TEXT EXCERPT:
[Start of section]

My roommates are crazy.  Alyssa is okay, but I feel like she has lots of hidden secrets and doesn't say anything but is actually pretty judgmental.  Favorite roommate though.  Crystal...where to start?! I know she helped Aaron get a job, which I am thankful for, but other than that I do not really like her.  She is also very conniving.  She lies to Jasmine's face about all sorts of things, and I have no doubt she does the same to me.  And let's be honest, if she had as many diseases as she says she does, she would be really really sick.  Not to mention the fact that she's a slob.  Not just a little bit here an there- ALL THE TIME.  Bitch.  We don't even pretend to get along.  Then there's Jasmine...the "well this time I.." "My best friend..." It's literally never ending.  And the funny thing is that she doesn't even have friends other than Crystal (which is obviously not a real one), Glen (who she doesn't think is gay, but he definitely is!), and Danny.  Speaking of Danny, who she still says she isn't dating... BE REAL JAS, THIS IS THE MOST REAL RELATIONSHIP YOU'VE HAD!!!  Your 2 month fling your senior year does not count.  It's not weird that he is your friend on facebook- you hardly even had a crush on him!  One more thing, I know you keep asking, but I really don't want to go to family home evening with you! Make some freaking friends and go with them.  I'm not mormon and I live here.  Obviously I don't WANT to be!  SO STOP ASKING!

[End of section]

EXTRACTED DATA:

[Start of section]

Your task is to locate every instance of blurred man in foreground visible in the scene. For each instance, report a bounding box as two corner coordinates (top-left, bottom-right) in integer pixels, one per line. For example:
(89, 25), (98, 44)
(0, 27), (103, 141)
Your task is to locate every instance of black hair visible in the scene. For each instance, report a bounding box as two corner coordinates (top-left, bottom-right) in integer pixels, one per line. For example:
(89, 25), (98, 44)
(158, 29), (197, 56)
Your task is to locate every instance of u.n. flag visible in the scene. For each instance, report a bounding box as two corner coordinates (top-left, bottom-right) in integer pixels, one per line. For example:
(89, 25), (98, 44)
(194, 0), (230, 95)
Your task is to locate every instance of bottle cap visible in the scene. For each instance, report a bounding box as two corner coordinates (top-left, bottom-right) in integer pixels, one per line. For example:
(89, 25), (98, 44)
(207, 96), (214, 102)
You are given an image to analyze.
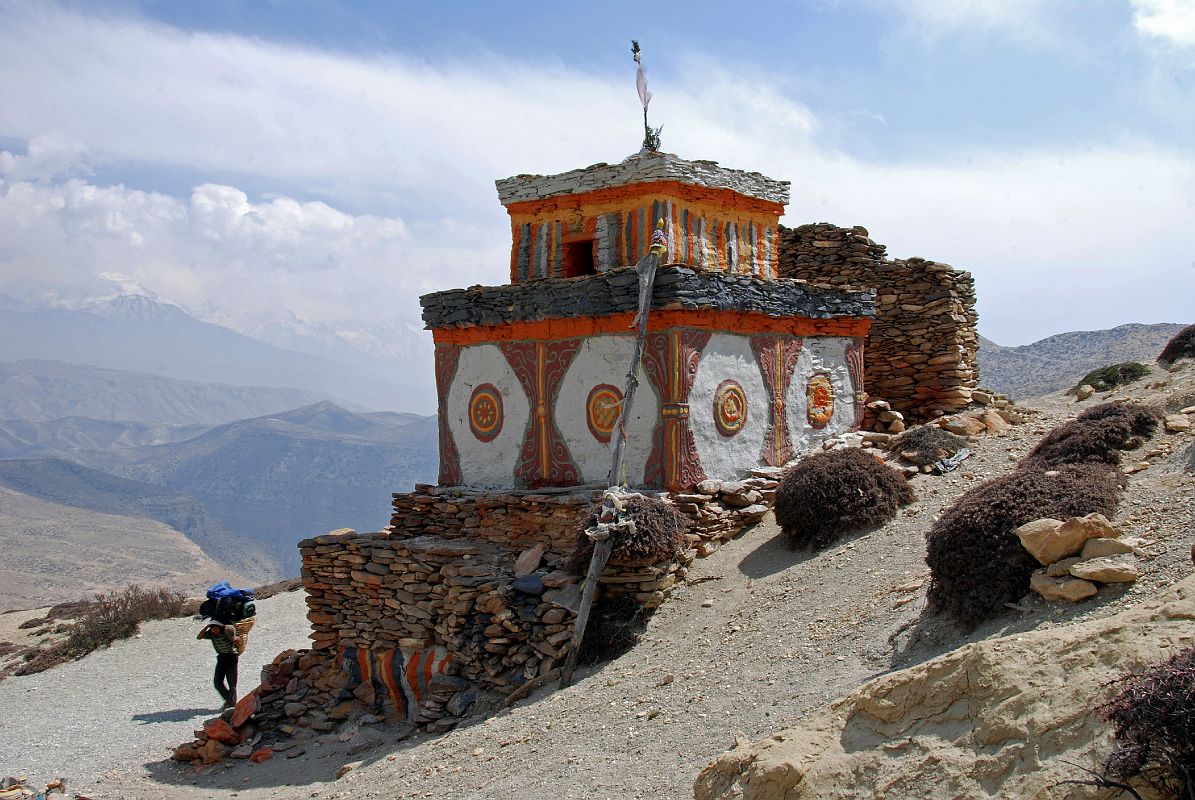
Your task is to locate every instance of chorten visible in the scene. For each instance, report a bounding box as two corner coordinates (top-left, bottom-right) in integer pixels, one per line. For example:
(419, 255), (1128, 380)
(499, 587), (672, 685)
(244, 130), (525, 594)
(421, 152), (875, 491)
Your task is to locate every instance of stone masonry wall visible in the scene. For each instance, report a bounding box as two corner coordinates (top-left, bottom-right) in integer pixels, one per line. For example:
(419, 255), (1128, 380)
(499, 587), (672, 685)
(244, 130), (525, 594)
(780, 222), (979, 419)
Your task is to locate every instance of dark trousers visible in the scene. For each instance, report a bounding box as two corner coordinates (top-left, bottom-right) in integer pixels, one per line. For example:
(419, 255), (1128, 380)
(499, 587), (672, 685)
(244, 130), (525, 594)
(213, 653), (239, 703)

[End of section]

Please reproduce the text about the roommates above in full, word for word.

My roommates are crazy.  Alyssa is okay, but I feel like she has lots of hidden secrets and doesn't say anything but is actually pretty judgmental.  Favorite roommate though.  Crystal...where to start?! I know she helped Aaron get a job, which I am thankful for, but other than that I do not really like her.  She is also very conniving.  She lies to Jasmine's face about all sorts of things, and I have no doubt she does the same to me.  And let's be honest, if she had as many diseases as she says she does, she would be really really sick.  Not to mention the fact that she's a slob.  Not just a little bit here an there- ALL THE TIME.  Bitch.  We don't even pretend to get along.  Then there's Jasmine...the "well this time I.." "My best friend..." It's literally never ending.  And the funny thing is that she doesn't even have friends other than Crystal (which is obviously not a real one), Glen (who she doesn't think is gay, but he definitely is!), and Danny.  Speaking of Danny, who she still says she isn't dating... BE REAL JAS, THIS IS THE MOST REAL RELATIONSHIP YOU'VE HAD!!!  Your 2 month fling your senior year does not count.  It's not weird that he is your friend on facebook- you hardly even had a crush on him!  One more thing, I know you keep asking, but I really don't want to go to family home evening with you! Make some freaking friends and go with them.  I'm not mormon and I live here.  Obviously I don't WANT to be!  SO STOP ASKING!